#### [Work instructions]
List as numbered lines the stretch from the line containing "the sandy beach." through the line containing "0, 11, 1024, 576", leaving out blank lines.

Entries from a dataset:
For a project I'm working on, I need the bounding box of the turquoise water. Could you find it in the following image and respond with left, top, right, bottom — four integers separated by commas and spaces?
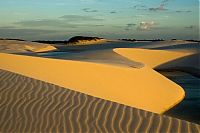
160, 72, 200, 124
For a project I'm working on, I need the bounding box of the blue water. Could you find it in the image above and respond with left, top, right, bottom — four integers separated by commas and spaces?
161, 72, 200, 124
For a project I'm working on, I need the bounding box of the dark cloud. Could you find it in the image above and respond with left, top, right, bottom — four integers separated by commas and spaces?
176, 10, 192, 13
82, 8, 98, 12
60, 15, 104, 22
15, 19, 76, 28
110, 11, 117, 14
15, 15, 103, 29
185, 25, 196, 29
125, 23, 136, 31
0, 28, 57, 40
137, 21, 155, 31
133, 5, 147, 10
149, 0, 170, 11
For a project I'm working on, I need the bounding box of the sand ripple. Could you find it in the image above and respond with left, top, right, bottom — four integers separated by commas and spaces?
0, 70, 200, 133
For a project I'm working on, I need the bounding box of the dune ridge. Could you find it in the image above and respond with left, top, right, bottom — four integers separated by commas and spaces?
0, 53, 185, 113
0, 70, 200, 133
0, 40, 57, 53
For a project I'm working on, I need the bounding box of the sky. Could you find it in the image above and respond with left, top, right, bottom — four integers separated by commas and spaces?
0, 0, 200, 40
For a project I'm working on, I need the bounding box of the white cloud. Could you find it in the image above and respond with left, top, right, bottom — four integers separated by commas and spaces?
138, 21, 155, 30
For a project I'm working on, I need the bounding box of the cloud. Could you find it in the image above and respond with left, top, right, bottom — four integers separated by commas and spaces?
137, 21, 155, 31
82, 8, 98, 12
0, 28, 57, 40
176, 10, 192, 13
149, 0, 169, 11
60, 15, 104, 22
15, 19, 76, 28
14, 15, 103, 29
125, 23, 136, 31
110, 11, 117, 14
185, 25, 196, 29
149, 5, 168, 11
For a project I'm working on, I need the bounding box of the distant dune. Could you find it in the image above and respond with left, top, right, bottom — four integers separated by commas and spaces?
67, 36, 106, 45
0, 36, 200, 133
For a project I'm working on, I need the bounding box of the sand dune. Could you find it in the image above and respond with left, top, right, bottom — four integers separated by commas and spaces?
0, 54, 184, 113
0, 40, 56, 53
114, 48, 195, 68
0, 70, 200, 133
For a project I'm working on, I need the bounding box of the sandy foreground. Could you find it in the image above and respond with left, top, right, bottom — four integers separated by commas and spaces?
0, 41, 200, 132
0, 70, 200, 133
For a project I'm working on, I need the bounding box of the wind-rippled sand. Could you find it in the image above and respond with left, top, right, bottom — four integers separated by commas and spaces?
0, 70, 200, 133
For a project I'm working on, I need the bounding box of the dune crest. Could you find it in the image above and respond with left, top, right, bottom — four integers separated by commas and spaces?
0, 40, 56, 53
0, 53, 185, 113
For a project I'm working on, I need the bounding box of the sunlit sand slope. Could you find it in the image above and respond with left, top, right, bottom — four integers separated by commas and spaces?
0, 53, 184, 113
0, 70, 200, 133
0, 40, 56, 53
114, 48, 195, 68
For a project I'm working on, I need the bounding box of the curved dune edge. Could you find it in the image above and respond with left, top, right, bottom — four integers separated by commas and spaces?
25, 45, 56, 53
0, 53, 184, 113
113, 48, 194, 68
0, 69, 200, 133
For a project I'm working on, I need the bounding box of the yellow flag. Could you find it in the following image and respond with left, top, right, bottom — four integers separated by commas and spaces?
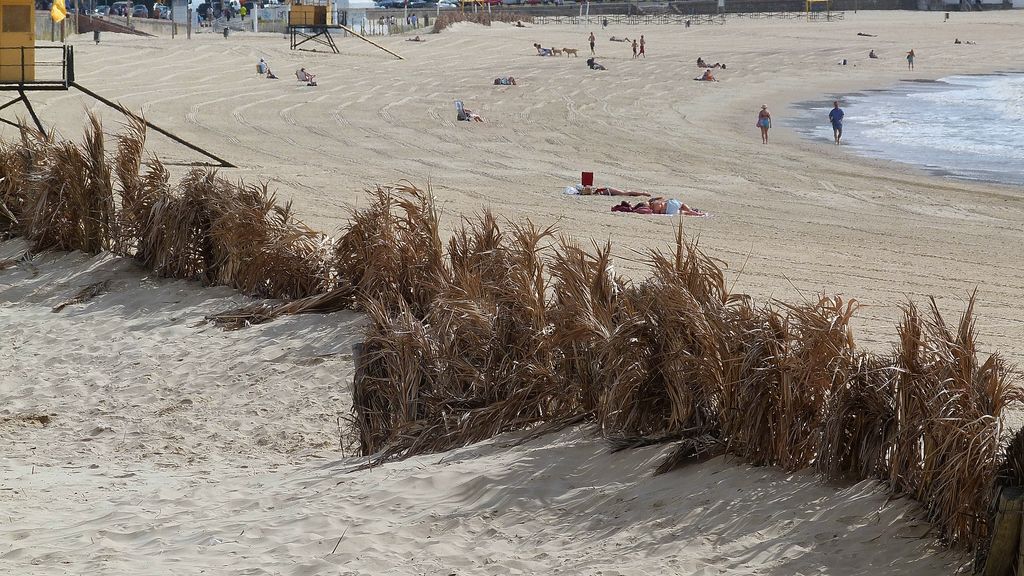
50, 0, 68, 22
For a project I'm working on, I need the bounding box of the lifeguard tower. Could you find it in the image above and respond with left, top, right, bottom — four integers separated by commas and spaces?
288, 0, 404, 59
0, 0, 68, 131
0, 0, 234, 168
288, 0, 341, 54
805, 0, 831, 20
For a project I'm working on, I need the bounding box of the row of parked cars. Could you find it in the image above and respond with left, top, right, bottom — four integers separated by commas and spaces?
374, 0, 564, 8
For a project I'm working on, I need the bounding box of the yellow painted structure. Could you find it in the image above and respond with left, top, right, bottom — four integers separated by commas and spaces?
0, 0, 36, 83
288, 0, 334, 27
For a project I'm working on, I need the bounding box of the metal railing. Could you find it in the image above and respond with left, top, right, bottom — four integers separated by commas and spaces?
0, 44, 75, 90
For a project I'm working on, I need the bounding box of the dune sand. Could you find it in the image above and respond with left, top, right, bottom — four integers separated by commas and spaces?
0, 11, 1024, 575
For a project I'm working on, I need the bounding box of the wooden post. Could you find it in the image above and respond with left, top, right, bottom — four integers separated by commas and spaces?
982, 488, 1024, 576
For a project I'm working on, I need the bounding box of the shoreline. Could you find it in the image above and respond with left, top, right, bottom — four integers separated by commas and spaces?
787, 71, 1024, 190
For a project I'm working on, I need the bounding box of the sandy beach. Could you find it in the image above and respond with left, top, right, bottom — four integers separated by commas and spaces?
0, 11, 1024, 576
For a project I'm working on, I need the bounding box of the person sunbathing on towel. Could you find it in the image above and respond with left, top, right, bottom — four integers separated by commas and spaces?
575, 184, 650, 196
647, 196, 708, 216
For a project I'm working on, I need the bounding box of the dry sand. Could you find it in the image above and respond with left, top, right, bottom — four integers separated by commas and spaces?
0, 11, 1024, 575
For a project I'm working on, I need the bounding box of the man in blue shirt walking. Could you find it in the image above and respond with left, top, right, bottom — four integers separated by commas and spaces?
828, 100, 843, 145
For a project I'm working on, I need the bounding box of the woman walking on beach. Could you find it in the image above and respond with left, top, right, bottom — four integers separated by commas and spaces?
758, 104, 771, 143
828, 100, 846, 146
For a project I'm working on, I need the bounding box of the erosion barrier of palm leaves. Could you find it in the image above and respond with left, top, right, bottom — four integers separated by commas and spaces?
0, 119, 1024, 545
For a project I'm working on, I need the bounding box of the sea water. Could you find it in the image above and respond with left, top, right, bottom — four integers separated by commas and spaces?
797, 74, 1024, 186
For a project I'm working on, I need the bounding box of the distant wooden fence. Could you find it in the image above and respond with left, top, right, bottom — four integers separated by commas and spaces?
534, 14, 725, 26
534, 11, 843, 26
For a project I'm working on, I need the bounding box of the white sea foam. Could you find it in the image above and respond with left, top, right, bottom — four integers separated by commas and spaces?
799, 74, 1024, 186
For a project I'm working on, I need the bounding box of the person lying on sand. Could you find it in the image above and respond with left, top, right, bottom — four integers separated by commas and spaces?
295, 68, 316, 86
570, 184, 650, 196
647, 196, 708, 216
697, 56, 725, 70
611, 197, 708, 216
694, 68, 718, 82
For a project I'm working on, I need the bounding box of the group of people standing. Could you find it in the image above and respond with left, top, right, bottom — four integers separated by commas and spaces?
587, 32, 647, 58
757, 100, 846, 146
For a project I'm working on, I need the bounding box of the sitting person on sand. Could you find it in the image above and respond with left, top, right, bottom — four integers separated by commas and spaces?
697, 56, 725, 70
295, 68, 316, 86
459, 108, 483, 122
694, 68, 718, 82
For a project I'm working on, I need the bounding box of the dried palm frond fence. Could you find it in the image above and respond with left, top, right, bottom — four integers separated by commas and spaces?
0, 119, 1024, 557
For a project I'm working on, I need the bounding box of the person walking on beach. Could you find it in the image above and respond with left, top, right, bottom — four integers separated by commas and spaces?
828, 100, 845, 146
758, 104, 771, 143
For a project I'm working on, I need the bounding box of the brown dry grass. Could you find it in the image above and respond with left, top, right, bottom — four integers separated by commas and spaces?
0, 118, 1024, 545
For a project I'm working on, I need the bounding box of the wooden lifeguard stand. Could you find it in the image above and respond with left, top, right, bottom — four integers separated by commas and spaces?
0, 0, 36, 83
0, 0, 234, 168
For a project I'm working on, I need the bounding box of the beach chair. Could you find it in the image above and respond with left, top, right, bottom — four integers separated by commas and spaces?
455, 100, 469, 121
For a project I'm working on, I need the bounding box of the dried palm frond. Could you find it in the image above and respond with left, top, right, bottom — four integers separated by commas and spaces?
654, 434, 726, 476
50, 280, 111, 312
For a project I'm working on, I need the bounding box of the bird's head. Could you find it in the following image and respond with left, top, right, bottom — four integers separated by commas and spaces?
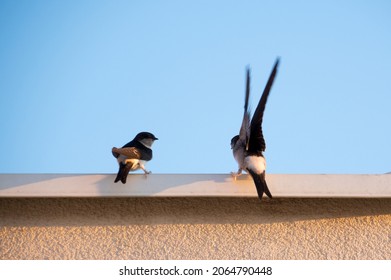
231, 135, 239, 149
134, 132, 159, 148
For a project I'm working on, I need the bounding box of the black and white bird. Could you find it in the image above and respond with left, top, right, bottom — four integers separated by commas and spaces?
111, 132, 158, 184
231, 58, 279, 199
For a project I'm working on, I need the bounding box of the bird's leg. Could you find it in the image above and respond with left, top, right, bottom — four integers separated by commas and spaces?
140, 164, 152, 178
231, 168, 242, 181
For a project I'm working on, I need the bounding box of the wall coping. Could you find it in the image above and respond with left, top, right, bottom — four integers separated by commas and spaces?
0, 174, 391, 198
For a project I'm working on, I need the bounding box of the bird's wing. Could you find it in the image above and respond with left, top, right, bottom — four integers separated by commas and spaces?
111, 147, 141, 159
248, 58, 280, 154
239, 68, 250, 145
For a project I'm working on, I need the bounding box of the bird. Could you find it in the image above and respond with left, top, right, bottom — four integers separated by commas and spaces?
111, 132, 158, 184
231, 58, 280, 200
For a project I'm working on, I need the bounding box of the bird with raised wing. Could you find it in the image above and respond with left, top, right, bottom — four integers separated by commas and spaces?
231, 58, 279, 199
111, 132, 158, 184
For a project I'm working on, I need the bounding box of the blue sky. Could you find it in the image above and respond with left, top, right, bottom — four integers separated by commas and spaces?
0, 0, 391, 174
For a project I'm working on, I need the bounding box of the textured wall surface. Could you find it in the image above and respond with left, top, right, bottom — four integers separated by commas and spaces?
0, 198, 391, 259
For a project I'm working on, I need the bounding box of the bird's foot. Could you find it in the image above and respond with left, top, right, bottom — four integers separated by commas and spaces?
231, 172, 242, 181
144, 170, 152, 179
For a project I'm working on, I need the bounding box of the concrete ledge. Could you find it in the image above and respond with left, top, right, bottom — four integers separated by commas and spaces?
0, 174, 391, 198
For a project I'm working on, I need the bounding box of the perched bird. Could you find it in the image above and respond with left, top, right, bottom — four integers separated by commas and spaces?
111, 132, 158, 184
231, 58, 279, 199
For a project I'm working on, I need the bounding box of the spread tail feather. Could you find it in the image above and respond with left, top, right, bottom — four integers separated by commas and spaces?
248, 169, 273, 199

#### [Complete output]
1. For a project I'm working on, I need the bounding box of the sandy beach. Could you find it in the image above and respond with left, top, right, bottom — four integers separated by commas and spaces?
2. 0, 11, 1024, 576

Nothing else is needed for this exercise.